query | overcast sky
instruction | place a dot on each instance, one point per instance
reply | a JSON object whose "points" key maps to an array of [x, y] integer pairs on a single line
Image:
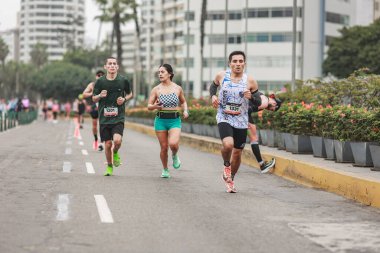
{"points": [[8, 19]]}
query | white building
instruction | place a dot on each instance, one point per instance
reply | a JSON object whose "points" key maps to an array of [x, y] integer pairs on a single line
{"points": [[265, 34], [11, 38], [59, 24]]}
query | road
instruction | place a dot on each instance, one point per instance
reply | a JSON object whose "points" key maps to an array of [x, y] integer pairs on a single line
{"points": [[54, 198]]}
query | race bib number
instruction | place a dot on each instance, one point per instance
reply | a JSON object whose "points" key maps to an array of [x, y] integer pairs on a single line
{"points": [[232, 108], [110, 111]]}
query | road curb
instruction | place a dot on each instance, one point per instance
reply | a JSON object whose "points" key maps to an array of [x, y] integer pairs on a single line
{"points": [[363, 190]]}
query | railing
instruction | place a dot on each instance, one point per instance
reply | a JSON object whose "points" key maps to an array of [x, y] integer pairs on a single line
{"points": [[11, 119]]}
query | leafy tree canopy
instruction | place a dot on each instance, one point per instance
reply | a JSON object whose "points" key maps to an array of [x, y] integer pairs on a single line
{"points": [[4, 51], [358, 47], [38, 54]]}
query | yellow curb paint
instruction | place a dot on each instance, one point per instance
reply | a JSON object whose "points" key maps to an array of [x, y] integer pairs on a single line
{"points": [[363, 190]]}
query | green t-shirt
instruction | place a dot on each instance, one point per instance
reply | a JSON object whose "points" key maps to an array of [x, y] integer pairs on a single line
{"points": [[109, 111]]}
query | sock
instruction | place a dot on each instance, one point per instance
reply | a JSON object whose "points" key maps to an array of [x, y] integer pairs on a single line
{"points": [[256, 151]]}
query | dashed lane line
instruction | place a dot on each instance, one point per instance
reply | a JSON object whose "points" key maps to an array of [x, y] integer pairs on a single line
{"points": [[68, 151], [103, 210], [66, 167], [90, 168], [63, 203]]}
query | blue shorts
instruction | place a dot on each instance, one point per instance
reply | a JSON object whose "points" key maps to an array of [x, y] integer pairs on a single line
{"points": [[166, 124]]}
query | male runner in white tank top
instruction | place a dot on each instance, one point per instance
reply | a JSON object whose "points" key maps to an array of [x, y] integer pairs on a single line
{"points": [[236, 89]]}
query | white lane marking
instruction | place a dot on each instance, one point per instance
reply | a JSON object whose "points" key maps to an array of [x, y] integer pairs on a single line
{"points": [[68, 151], [103, 210], [90, 168], [342, 237], [63, 207], [66, 167]]}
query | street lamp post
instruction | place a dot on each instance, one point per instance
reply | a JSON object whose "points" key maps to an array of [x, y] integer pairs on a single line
{"points": [[294, 41], [225, 31], [187, 90]]}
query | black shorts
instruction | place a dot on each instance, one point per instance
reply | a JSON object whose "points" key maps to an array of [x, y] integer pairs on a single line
{"points": [[94, 114], [239, 135], [108, 130]]}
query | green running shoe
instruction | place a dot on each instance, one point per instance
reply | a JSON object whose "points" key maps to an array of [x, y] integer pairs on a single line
{"points": [[116, 159], [176, 162], [109, 171], [165, 173]]}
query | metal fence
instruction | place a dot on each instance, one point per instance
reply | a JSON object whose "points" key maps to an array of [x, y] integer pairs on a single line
{"points": [[11, 119]]}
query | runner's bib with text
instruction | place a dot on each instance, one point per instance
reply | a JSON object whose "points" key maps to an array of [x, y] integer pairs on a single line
{"points": [[232, 108], [110, 111]]}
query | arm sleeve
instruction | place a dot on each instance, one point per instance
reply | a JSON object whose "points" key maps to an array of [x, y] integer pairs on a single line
{"points": [[97, 88], [213, 88], [127, 87], [255, 98]]}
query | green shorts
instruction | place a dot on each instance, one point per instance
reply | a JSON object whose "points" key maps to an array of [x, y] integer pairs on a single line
{"points": [[166, 124]]}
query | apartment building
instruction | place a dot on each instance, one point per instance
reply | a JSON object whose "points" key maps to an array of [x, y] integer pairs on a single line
{"points": [[59, 24], [11, 38], [171, 33]]}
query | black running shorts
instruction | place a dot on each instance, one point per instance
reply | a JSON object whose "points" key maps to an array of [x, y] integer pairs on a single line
{"points": [[239, 135], [94, 114]]}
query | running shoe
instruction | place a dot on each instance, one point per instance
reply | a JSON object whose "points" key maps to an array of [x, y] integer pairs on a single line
{"points": [[109, 171], [176, 162], [165, 173], [267, 166], [226, 176], [116, 159], [232, 188]]}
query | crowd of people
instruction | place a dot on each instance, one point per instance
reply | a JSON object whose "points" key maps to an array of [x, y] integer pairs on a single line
{"points": [[16, 105], [233, 93]]}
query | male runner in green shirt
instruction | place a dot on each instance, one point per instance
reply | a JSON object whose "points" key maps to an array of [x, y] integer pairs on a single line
{"points": [[112, 91]]}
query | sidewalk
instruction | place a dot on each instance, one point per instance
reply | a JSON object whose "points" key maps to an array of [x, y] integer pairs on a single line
{"points": [[357, 183]]}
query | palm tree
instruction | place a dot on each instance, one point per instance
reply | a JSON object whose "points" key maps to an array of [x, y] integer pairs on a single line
{"points": [[4, 51], [115, 11], [202, 28]]}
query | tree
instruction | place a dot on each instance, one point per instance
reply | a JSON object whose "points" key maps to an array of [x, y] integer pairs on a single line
{"points": [[39, 55], [4, 51], [357, 48], [115, 11]]}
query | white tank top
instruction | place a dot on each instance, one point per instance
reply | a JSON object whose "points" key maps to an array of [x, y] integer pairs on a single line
{"points": [[233, 107]]}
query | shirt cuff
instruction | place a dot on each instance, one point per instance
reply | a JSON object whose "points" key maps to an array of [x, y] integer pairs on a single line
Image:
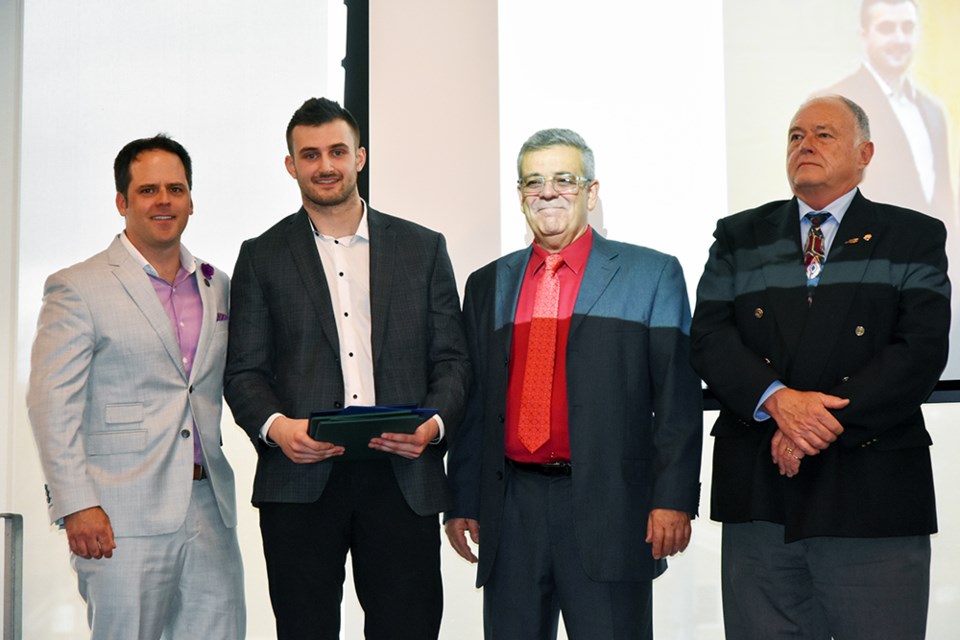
{"points": [[442, 430], [266, 428], [759, 414]]}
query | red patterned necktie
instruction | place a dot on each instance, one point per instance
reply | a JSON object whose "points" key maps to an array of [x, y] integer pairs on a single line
{"points": [[537, 393], [813, 254]]}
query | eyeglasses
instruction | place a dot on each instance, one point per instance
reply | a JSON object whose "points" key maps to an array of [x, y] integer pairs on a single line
{"points": [[565, 183]]}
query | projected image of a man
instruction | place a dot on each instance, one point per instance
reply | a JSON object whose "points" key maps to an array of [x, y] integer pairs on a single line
{"points": [[911, 167]]}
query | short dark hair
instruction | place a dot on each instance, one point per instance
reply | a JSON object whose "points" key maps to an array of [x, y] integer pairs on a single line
{"points": [[130, 151], [318, 111], [866, 5]]}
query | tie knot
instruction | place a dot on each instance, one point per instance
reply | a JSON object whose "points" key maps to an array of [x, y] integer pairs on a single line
{"points": [[554, 262], [817, 219]]}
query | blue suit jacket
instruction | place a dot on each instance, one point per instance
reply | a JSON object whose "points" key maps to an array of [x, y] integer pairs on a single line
{"points": [[634, 405]]}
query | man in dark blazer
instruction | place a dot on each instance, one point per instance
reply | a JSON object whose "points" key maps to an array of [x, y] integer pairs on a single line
{"points": [[821, 468], [580, 524], [337, 305]]}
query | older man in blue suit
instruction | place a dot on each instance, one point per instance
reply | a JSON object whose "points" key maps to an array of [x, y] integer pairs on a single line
{"points": [[579, 458]]}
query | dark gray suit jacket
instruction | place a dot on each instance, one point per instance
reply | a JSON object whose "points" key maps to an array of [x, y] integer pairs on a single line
{"points": [[284, 357], [634, 405]]}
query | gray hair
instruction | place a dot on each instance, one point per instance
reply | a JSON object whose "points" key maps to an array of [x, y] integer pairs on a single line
{"points": [[558, 138], [863, 122], [859, 115]]}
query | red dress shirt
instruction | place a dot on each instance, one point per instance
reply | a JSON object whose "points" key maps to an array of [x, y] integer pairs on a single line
{"points": [[571, 275]]}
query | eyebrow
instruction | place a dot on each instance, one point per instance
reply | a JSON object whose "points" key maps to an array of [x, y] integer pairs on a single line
{"points": [[336, 145], [816, 128]]}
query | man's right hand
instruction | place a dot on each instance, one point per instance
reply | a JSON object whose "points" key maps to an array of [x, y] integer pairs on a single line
{"points": [[291, 436], [804, 417], [89, 533], [457, 529]]}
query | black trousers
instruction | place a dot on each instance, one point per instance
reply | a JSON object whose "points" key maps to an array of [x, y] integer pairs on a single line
{"points": [[395, 553]]}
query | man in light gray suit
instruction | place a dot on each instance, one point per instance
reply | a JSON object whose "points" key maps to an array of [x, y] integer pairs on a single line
{"points": [[339, 304], [125, 403]]}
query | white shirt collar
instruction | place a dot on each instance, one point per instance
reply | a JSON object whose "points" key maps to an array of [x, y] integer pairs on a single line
{"points": [[837, 208]]}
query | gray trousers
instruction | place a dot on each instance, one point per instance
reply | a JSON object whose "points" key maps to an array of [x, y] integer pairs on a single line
{"points": [[818, 588], [186, 584], [538, 573]]}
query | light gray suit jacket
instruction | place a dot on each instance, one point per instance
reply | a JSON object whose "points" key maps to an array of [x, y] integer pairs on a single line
{"points": [[111, 406]]}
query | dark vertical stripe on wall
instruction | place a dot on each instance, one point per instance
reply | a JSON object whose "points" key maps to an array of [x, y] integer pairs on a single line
{"points": [[356, 66]]}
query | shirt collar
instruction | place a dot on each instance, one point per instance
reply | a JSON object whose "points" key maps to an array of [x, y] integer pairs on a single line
{"points": [[574, 255], [837, 208], [362, 232], [187, 261]]}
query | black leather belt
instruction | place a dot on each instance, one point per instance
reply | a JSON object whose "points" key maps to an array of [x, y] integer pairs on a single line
{"points": [[558, 468]]}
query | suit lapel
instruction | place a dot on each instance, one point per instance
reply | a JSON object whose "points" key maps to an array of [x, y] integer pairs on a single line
{"points": [[602, 265], [303, 250], [382, 258], [780, 257], [510, 271], [137, 285], [209, 300]]}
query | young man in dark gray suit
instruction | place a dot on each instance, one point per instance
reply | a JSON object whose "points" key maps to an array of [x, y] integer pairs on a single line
{"points": [[821, 326], [339, 304]]}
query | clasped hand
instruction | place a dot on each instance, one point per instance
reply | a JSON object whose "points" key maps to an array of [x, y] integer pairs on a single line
{"points": [[805, 426]]}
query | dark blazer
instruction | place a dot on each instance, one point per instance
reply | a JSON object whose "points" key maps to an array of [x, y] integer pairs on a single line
{"points": [[284, 357], [892, 175], [876, 333], [634, 403]]}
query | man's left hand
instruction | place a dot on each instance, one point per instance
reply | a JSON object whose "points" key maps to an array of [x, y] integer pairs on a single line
{"points": [[408, 445], [668, 531]]}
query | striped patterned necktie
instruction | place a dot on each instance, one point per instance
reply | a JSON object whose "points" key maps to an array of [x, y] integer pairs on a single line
{"points": [[535, 398], [813, 254]]}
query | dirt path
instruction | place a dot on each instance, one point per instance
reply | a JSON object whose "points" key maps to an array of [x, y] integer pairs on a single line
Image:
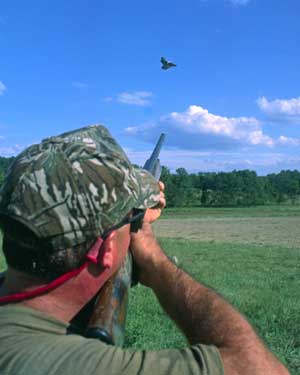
{"points": [[282, 231]]}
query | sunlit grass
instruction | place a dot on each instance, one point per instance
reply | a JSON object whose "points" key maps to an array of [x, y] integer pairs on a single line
{"points": [[261, 281]]}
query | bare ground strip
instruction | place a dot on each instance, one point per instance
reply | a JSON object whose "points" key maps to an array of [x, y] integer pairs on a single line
{"points": [[281, 231]]}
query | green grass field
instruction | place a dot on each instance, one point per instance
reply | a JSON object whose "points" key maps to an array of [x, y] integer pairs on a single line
{"points": [[261, 278], [211, 212]]}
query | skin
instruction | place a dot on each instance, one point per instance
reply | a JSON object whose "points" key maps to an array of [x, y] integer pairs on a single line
{"points": [[202, 315]]}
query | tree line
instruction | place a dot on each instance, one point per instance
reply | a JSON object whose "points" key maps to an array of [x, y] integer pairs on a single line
{"points": [[231, 189]]}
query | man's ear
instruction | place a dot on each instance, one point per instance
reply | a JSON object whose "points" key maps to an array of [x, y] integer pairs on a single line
{"points": [[103, 251]]}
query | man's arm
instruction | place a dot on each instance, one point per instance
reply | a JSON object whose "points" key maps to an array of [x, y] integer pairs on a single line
{"points": [[202, 315]]}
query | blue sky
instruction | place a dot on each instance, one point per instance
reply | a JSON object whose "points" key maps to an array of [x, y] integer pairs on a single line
{"points": [[232, 102]]}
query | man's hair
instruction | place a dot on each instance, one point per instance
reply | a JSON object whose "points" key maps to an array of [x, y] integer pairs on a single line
{"points": [[25, 252]]}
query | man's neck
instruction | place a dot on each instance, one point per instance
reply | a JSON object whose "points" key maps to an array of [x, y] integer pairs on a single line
{"points": [[57, 303]]}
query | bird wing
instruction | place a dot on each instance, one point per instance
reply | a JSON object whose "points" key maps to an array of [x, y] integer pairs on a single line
{"points": [[163, 60]]}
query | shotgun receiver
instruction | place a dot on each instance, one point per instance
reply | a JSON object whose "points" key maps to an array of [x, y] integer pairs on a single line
{"points": [[107, 322]]}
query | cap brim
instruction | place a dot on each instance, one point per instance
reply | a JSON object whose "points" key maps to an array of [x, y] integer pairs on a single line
{"points": [[149, 189]]}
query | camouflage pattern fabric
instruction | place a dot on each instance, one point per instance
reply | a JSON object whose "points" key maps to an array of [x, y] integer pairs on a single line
{"points": [[74, 187]]}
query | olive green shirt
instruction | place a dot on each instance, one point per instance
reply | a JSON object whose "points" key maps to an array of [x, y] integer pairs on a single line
{"points": [[33, 343]]}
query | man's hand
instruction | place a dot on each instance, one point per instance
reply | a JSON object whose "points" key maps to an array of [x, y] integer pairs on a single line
{"points": [[144, 247]]}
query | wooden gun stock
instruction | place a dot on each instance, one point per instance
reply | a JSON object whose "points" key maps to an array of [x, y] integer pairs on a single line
{"points": [[107, 322]]}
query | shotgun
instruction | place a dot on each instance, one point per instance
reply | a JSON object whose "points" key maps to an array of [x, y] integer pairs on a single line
{"points": [[107, 322]]}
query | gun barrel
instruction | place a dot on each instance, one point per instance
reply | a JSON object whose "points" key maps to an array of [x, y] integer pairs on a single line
{"points": [[151, 163]]}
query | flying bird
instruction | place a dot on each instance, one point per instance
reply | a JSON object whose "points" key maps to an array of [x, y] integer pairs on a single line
{"points": [[166, 64]]}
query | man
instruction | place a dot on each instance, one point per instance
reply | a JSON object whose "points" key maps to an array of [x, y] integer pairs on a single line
{"points": [[61, 200]]}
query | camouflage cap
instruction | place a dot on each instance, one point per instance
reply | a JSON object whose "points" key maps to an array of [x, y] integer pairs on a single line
{"points": [[73, 187]]}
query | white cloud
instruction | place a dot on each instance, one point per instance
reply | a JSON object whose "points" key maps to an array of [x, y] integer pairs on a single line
{"points": [[139, 98], [239, 2], [288, 141], [280, 108], [2, 88], [196, 128], [195, 161], [79, 85], [108, 99]]}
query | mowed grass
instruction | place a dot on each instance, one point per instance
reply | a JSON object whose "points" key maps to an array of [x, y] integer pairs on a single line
{"points": [[283, 210], [260, 281]]}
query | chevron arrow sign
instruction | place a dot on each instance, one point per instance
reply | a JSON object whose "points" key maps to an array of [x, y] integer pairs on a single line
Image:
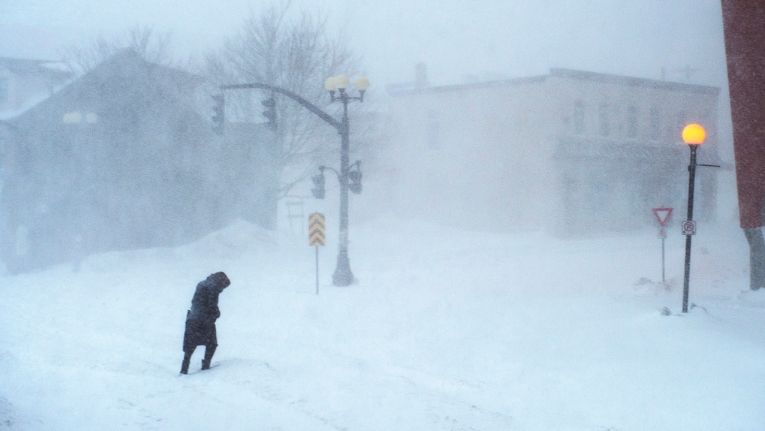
{"points": [[316, 229]]}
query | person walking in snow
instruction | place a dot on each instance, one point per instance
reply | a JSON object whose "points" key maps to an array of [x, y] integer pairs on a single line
{"points": [[200, 320]]}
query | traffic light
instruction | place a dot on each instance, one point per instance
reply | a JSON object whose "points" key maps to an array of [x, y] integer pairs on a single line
{"points": [[270, 112], [354, 181], [219, 113], [318, 186]]}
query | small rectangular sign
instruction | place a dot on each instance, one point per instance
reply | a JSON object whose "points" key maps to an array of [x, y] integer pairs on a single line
{"points": [[316, 229]]}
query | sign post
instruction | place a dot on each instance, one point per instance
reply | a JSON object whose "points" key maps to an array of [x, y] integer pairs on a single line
{"points": [[316, 238], [662, 216]]}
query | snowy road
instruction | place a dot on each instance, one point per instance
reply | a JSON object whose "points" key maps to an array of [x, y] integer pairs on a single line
{"points": [[445, 330]]}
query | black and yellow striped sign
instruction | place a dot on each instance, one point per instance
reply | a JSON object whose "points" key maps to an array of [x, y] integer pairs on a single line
{"points": [[316, 229]]}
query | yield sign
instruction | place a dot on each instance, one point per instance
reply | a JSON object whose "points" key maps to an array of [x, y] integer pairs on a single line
{"points": [[662, 215]]}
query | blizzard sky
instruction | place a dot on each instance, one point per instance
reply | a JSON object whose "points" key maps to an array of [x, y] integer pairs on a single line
{"points": [[485, 39]]}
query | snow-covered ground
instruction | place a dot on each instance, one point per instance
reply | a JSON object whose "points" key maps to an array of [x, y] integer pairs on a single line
{"points": [[445, 330]]}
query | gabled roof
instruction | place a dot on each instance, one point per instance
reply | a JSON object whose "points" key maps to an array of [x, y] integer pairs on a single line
{"points": [[122, 78], [24, 66], [632, 81], [560, 73]]}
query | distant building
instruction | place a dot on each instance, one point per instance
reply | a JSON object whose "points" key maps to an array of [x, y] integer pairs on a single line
{"points": [[124, 157], [570, 152], [25, 82]]}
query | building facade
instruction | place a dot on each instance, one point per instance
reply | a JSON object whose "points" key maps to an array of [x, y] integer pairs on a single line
{"points": [[125, 157], [570, 152]]}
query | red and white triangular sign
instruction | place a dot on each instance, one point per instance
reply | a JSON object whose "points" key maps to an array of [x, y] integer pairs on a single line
{"points": [[662, 215]]}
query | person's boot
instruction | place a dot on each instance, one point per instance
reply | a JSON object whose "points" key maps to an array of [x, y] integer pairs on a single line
{"points": [[209, 351], [185, 363]]}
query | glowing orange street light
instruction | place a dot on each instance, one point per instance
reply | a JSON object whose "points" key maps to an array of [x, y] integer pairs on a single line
{"points": [[693, 135]]}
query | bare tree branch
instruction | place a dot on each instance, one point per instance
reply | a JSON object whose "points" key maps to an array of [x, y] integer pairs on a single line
{"points": [[292, 50]]}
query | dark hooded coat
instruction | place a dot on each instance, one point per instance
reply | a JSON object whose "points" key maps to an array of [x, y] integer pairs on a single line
{"points": [[200, 320]]}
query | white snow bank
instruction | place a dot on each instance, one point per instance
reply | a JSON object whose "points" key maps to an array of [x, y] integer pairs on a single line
{"points": [[444, 330]]}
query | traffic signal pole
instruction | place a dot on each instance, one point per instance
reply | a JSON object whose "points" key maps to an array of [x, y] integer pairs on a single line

TASK DESCRIPTION:
In the listing above, find the line with "query | glowing orange street light" and set down that line and all after it exactly, through the final line.

TASK SOLUTION:
query | glowing orange street light
instruction | place a dot on each instance, one point per instance
reply | a JSON object whose "points" key maps to an array of [x, y] integer pairs on a single line
{"points": [[693, 135]]}
query | bare tree branch
instruction | place a dot on each instance, one point per instance
reply | a JSON object whose "points" key maps to an array of [x, y] integer pairs on a single line
{"points": [[292, 50]]}
query | dark hooded coat
instruction | place a dot on each instance, one point per instance
reply | a JSON object whose "points" key maps to an array of [x, y] integer pairs on a single line
{"points": [[200, 320]]}
query | white snow bank
instruction | place a dot on each instance, one point per instance
reply | a JSON object whose "points" key maps to an array of [x, y] integer pairs on a single line
{"points": [[444, 330]]}
query | traffic signal pole
instruction | place a dot on each instance, one point per instance
reply | a JSON object whose "points" key maps to an array of [x, y] integer pairs on a single line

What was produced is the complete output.